■ Task details
Skip the pictures, please, and write out exactly the lines from the opening of the data through the line containing "Target: white flower".

■ Working data
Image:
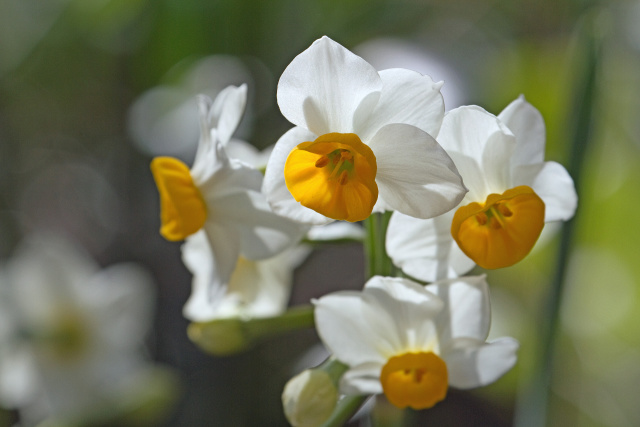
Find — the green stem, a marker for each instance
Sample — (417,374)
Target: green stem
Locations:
(345,410)
(295,318)
(534,401)
(378,262)
(370,246)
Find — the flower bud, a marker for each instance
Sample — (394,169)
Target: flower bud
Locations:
(309,398)
(221,337)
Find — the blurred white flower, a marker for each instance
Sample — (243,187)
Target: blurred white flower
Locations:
(164,119)
(255,288)
(220,197)
(308,399)
(336,231)
(411,342)
(512,193)
(358,133)
(71,335)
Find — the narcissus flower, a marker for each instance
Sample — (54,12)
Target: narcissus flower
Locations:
(512,193)
(71,335)
(361,143)
(255,288)
(220,196)
(411,342)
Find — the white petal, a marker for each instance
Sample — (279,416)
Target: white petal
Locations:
(262,233)
(256,289)
(481,147)
(227,110)
(402,313)
(407,97)
(362,379)
(248,154)
(122,301)
(336,231)
(322,88)
(467,312)
(554,185)
(210,155)
(19,382)
(527,124)
(275,188)
(211,256)
(424,248)
(415,175)
(474,364)
(346,332)
(230,178)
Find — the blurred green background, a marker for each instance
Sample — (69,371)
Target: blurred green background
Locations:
(91,90)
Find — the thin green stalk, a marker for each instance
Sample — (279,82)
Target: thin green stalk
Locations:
(345,410)
(295,318)
(370,247)
(378,262)
(532,410)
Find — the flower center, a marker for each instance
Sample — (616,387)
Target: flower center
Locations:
(418,380)
(182,208)
(334,175)
(502,231)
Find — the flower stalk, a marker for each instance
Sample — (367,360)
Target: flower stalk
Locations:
(532,409)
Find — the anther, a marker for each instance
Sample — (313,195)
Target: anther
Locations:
(346,155)
(494,223)
(344,177)
(322,162)
(504,210)
(481,218)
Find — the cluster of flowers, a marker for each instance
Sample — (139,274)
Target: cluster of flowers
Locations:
(72,339)
(465,188)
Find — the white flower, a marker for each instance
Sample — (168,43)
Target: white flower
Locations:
(361,143)
(411,342)
(220,196)
(512,193)
(71,335)
(255,288)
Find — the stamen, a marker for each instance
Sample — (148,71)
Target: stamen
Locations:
(322,162)
(418,380)
(504,210)
(481,218)
(346,155)
(344,178)
(494,223)
(502,230)
(334,176)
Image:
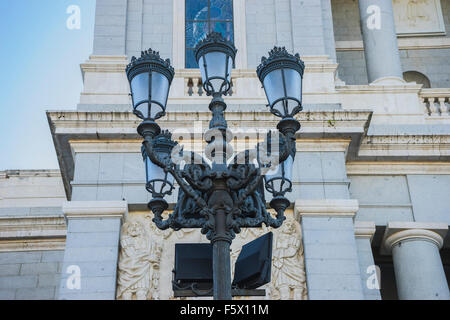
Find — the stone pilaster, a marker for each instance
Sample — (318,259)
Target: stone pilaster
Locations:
(364,231)
(380,41)
(331,254)
(92,248)
(419,272)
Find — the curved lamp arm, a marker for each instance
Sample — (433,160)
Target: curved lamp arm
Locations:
(169,166)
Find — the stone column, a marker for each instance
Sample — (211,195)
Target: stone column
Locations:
(370,278)
(331,254)
(92,248)
(380,41)
(419,272)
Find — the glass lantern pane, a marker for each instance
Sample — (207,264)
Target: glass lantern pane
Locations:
(143,109)
(201,64)
(230,67)
(273,84)
(139,87)
(288,168)
(221,10)
(190,59)
(195,31)
(293,83)
(225,28)
(293,88)
(196,9)
(153,171)
(160,88)
(216,64)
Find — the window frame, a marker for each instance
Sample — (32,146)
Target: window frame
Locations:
(179,34)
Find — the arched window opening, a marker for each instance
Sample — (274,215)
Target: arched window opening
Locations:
(202,17)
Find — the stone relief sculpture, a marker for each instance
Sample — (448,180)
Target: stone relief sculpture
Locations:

■ Result for this task
Image:
Find — the green stem, a marker for each instance
Sample — (417,374)
Target: green stem
Locations:
(345,410)
(295,318)
(534,401)
(378,262)
(370,246)
Find — the flower bud, a marker for each instance
Sample — (394,169)
Target: flower bud
Locations:
(309,398)
(221,337)
Find — the blurred white flower, a marker for each instance
Sample — (243,187)
Target: blurred white flower
Locations:
(164,119)
(255,288)
(220,197)
(308,399)
(336,231)
(411,342)
(512,193)
(358,133)
(71,335)
Find — the narcissus flower, a marker for each instance
Sample — (54,12)
Target: narcissus flower
Locations:
(512,193)
(71,335)
(361,143)
(255,288)
(220,196)
(411,342)
Find — the white petal, a marker for each instance
Sample — (279,416)
Target: white petal
Locations:
(262,233)
(256,289)
(481,147)
(227,110)
(402,313)
(407,97)
(362,379)
(248,154)
(122,301)
(336,231)
(322,88)
(467,312)
(554,185)
(210,155)
(19,382)
(527,124)
(275,188)
(211,256)
(424,248)
(415,175)
(474,364)
(346,332)
(230,178)
Find — the blurred green background, a marker for each instance
Sample — (69,371)
Target: blurred green background
Locations:
(91,90)
Find — the thin green stalk, a marker for each instance
Sample — (279,82)
Target: thin green stalk
Locations:
(345,410)
(295,318)
(370,247)
(378,262)
(532,410)
Find — the flower center, a marker for each instance
Sample — (616,387)
Target: flower center
Locations:
(418,380)
(182,208)
(334,175)
(502,231)
Find — the flower stalk, a marker for each instance
Sample — (367,360)
Target: flower stalk
Locations:
(532,409)
Find — the anther, a marker for each instance
Sample — (313,195)
Target: anther
Locations:
(346,155)
(494,223)
(344,177)
(322,162)
(504,210)
(481,218)
Find — the cluster of flowers, a marker for each instance
Sample — (139,274)
Target: cluster of flowers
Locations:
(72,339)
(465,188)
Find — the white flower, a marker for each instance
Sample — (168,43)
Target: white flower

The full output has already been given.